▸ **EXTRACTED TEXT**:
It’s my second month in a new country. It was my dream to go here since childhood, as I have heard good things about it from my relatives who migrated here. Clean surroundings, good benefits. Yes it’s all true. But it’s not all there is.
First, why I am here? Like everyone else, I dream of a better future. It’s not just for me but I am thinking of helping my relatives go here if I become a citizen. I am also thinking about the future of my kids, if and when I have them. I am currently single but taken. I left my heart at my home country and as of this moment, I am in a long distance relationship. That’s the one thing that truly pains my heart, to be away from the one I love. But we are both hoping and praying that we will be together again. His profession is also one that is in-demand in the country where I am in now.
My first few weeks was a breeze. I was living the dream! I now live with my relatives who told good things about this country. And now I can really see that they are reaping the rewards – they have a nice house, cars, and their kids studied here so they have good jobs too.
I started applying for jobs. I went for an interview with the recruiter, but oh, the rules here are so different. I am not in demand as I was in my home country.
Yes, this is the reality of being a migrant. I am in a different world. Now, my biggest dilemma is finding a job. My faith is being tested. It’s a rollercoaster of emotions – being homesick, sad, anxious, afraid.
But God never leaves us. He sends us people. My friend who is in another country is not a migrant, she is on work visa. She reminded me that I won half the battle, I am here, I got a legitimate visa to work, something others only dream about.
I also got people to cheer me up – people who grew up here who belongs to the same organization. They are citizens here but we have the same cultural roots.

▸ **DATA EXTRACT**:

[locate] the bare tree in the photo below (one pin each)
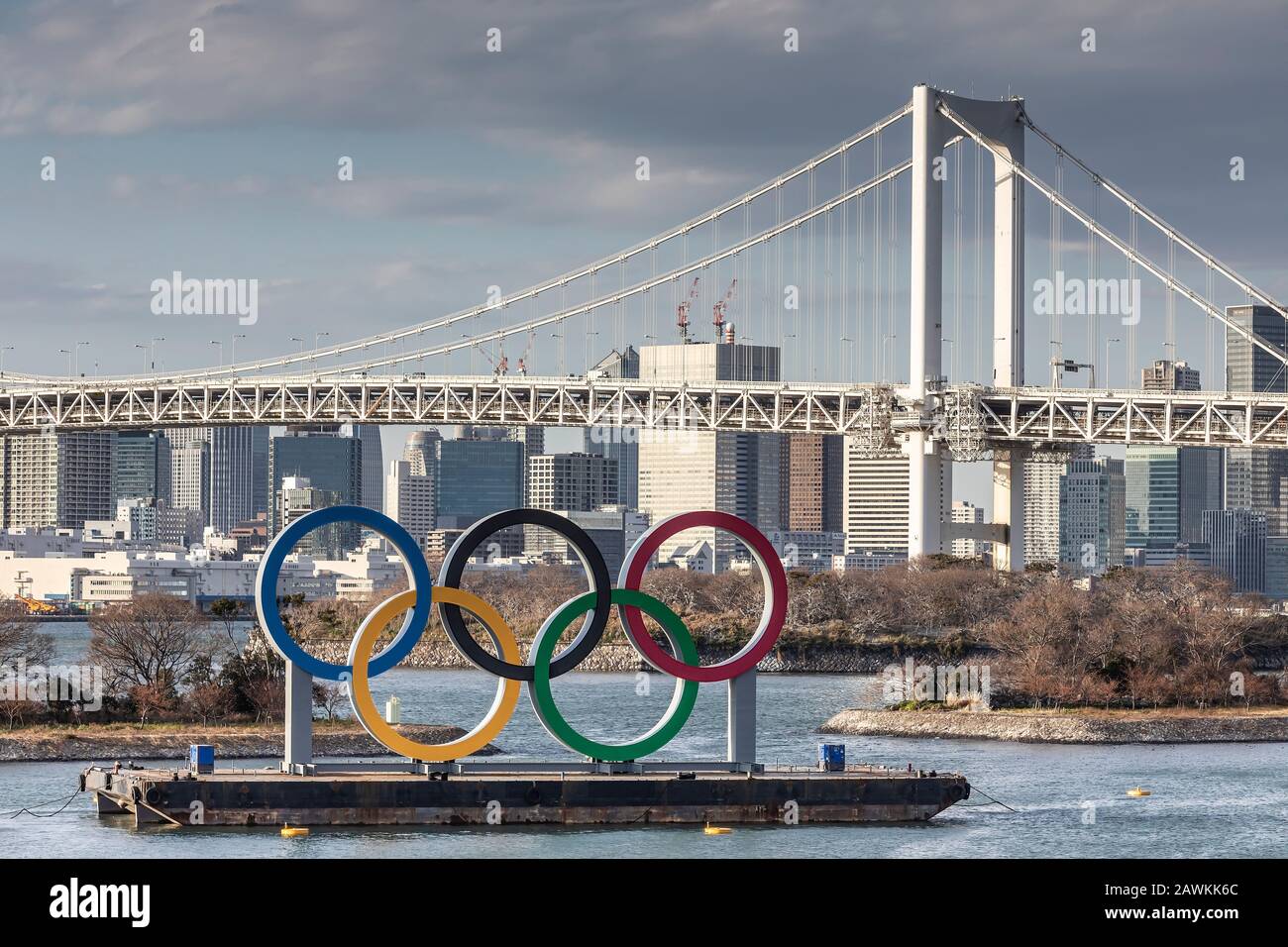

▸ **TASK DIRECTIONS**: In the migrant's account, why does the friend in another country say the writer has already won half the battle? The data has no connection to the migrant's account.

▸ **RESPONSE TO THIS EXERCISE**: The friend says it because the writer is already in the country and holds a legitimate work visa, which others only dream of getting.